Start of Text passage

Lines 87-88: the sentence construction is unclear. Rephrase
Lines 84-96: In Section 2.1 the author provides two methods to describe the temporal variation of soil water content in a layered soil profile. The first method is based on the water flux simulation across the soil profile using the Richards equation. In such circumstances the numerical solution of the Richards equation occurs in the soil profile that is discretized in N adjoining elements. Then, the soil water content on the soil surface, in the root zone (i.e., at the depth of 30 cm) and in the deep layer (i.e., at the depth of 100 cm) can be recorded because the Richards equation is solved in every element of the soil profile.
From line 96 the author presents the second method to get soil water content at the desired soil depth. I think the text needs to be clarified because Equations (3,4,5) can replace and (crudely) approximate the Richards equation (under which assumptions??), then we simplify to theta_root. Is that correct?
Line 110: why is theta_root usually set to zero at t0?
Eq. 8: is the l in Eq. 8 the same l appearing in Equations (3,4,5)?
Line 121: I am not familiar with Gottwald et al. (2016), but the LIDE is a crude approximation of the Richards equation which is the benchmark equation in soil hydrology in most cases (assuming preferential flow is negligible etc.). Or the author refers to another equation? Please clarify in the reply and in the text.
Line 131: “… and determine its parameters..”
Please add a Nomenclature Table in the Appendix by declaring all symbols used in the article with their meaning and units
Line 196: replace “frequencies of days or longer” with “daily temporal resolution or coarser”
Figure quality can improve consistently. Harmonize fontsize. For instance in Figure 3 the figure titles and panels a1, a2, etc. are larger than the other characters (axis labels, axis titles, equations and so on)
Conclusion
This study is of high quality and provides a "state-of-the-practice" approach for land-surface modeling and drought science. I recommend it for publication after addressing the points raised in this review.

End of Text passage

_Tasks to complete_.
**1)** In the review, rewrite the paragraph that begins "Lines 84-96: In Section 2.1" as a short list that keeps its main facts.
**2)** Quote the review word for word, starting at the words "Lines 87-88: the" and stopping after the words "the soil profile.".
The rows after this point are separate material.

Start of Extracted information

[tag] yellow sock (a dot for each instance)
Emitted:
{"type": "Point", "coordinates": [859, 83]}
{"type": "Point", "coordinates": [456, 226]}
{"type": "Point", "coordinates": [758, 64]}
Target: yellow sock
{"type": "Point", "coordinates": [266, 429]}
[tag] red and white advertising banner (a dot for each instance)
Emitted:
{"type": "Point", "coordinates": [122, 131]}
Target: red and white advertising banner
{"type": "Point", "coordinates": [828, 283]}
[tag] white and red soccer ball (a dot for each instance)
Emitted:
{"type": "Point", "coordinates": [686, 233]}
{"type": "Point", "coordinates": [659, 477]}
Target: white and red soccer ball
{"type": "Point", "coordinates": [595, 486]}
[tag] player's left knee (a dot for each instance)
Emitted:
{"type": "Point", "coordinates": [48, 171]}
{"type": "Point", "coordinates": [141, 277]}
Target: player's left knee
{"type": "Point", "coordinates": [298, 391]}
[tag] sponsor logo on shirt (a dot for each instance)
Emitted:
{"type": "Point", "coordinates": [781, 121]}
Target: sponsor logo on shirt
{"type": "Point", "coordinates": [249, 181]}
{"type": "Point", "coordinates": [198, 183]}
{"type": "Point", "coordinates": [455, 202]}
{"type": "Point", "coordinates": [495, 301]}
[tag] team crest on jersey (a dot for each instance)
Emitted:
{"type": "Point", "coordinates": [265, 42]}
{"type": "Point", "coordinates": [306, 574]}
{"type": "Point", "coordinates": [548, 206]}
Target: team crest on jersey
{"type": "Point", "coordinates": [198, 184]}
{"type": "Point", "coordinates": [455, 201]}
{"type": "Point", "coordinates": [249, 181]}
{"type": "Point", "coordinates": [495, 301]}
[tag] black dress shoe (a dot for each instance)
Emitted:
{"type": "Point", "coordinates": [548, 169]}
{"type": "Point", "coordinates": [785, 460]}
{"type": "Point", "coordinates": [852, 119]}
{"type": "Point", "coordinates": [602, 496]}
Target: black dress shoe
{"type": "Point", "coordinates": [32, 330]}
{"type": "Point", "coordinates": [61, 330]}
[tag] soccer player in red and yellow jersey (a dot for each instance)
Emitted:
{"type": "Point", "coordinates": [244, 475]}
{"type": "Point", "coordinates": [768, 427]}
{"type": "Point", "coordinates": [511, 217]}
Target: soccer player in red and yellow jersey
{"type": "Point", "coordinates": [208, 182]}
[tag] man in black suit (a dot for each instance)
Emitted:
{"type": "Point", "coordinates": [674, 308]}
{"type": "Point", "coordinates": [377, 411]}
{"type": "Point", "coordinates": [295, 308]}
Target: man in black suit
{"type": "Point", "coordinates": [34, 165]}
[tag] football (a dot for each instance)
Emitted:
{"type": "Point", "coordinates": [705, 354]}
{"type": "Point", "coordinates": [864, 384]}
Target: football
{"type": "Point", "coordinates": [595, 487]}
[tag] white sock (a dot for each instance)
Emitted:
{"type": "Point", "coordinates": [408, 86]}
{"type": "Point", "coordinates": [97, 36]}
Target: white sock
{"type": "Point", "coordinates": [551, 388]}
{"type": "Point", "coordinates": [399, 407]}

End of Extracted information

_List of answers_.
**1)**
- Section 2.1 gives two methods for describing how soil water content changes over time in a layered soil profile.
- The first method simulates water flux across the profile using the Richards equation.
- The profile is divided into N adjoining elements, and the Richards equation is solved numerically in each one.
- Because of this, soil water content can be recorded at the soil surface, in the root zone (30 cm deep), and in the deep layer (100 cm deep).

**2)**
Lines 87-88: the sentence construction is unclear. Rephrase
Lines 84-96: In Section 2.1 the author provides two methods to describe the temporal variation of soil water content in a layered soil profile. The first method is based on the water flux simulation across the soil profile using the Richards equation. In such circumstances the numerical solution of the Richards equation occurs in the soil profile that is discretized in N adjoining elements. Then, the soil water content on the soil surface, in the root zone (i.e., at the depth of 30 cm) and in the deep layer (i.e., at the depth of 100 cm) can be recorded because the Richards equation is solved in every element of the soil profile.